— begin LISTED RECORDS —

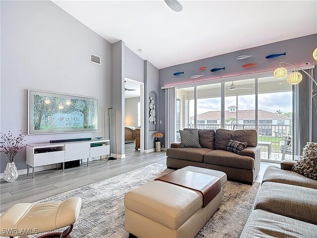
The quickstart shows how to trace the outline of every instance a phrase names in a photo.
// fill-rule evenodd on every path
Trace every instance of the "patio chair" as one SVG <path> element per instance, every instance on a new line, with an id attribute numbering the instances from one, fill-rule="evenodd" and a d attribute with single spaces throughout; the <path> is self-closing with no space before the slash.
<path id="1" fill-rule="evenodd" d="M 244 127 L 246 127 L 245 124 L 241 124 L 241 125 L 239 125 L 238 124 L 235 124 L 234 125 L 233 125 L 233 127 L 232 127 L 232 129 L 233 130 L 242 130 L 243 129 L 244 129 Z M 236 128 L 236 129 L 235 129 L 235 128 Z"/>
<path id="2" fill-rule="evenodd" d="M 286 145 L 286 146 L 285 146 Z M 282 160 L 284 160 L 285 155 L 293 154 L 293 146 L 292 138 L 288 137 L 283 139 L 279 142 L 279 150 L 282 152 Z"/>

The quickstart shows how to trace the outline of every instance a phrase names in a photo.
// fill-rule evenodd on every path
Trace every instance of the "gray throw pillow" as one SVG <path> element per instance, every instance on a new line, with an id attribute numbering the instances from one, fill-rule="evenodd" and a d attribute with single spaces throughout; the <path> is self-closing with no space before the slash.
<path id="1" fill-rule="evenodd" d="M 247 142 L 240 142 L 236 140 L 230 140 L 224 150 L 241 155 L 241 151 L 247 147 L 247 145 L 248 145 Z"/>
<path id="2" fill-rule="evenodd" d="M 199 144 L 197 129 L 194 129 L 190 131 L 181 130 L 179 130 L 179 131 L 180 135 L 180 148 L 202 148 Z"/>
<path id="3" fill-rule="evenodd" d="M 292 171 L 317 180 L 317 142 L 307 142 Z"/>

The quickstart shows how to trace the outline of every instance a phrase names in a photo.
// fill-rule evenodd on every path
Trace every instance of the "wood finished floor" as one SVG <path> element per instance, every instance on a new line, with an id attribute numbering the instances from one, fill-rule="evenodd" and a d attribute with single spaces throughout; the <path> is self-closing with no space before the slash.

— end LISTED RECORDS —

PROMPT: List every line in the entries above that contains the string "throughout", copying each such line in full.

SOLUTION FOR THIS TASK:
Trace every instance of the "patio chair" as one SVG <path> element per instance, every instance on a new line, with an id attribute numbering the instances from one, fill-rule="evenodd" and a d attribute with single spaces throughout; the <path> is self-closing with no space before the slash.
Trace every instance of the "gray throw pillow" as one SVG <path> element per instance, every instance on a new line, with an id attribute numbering the instances from one, fill-rule="evenodd" and a d attribute with single spaces throughout; the <path> is self-closing with no space before the slash.
Trace every instance of the "wood finished floor" as one SVG <path> element per instance, every instance on a new line, with an id attribute numbering the instances from one, fill-rule="evenodd" and a d attribute with single spaces throughout; the <path> is self-closing with no space before the slash.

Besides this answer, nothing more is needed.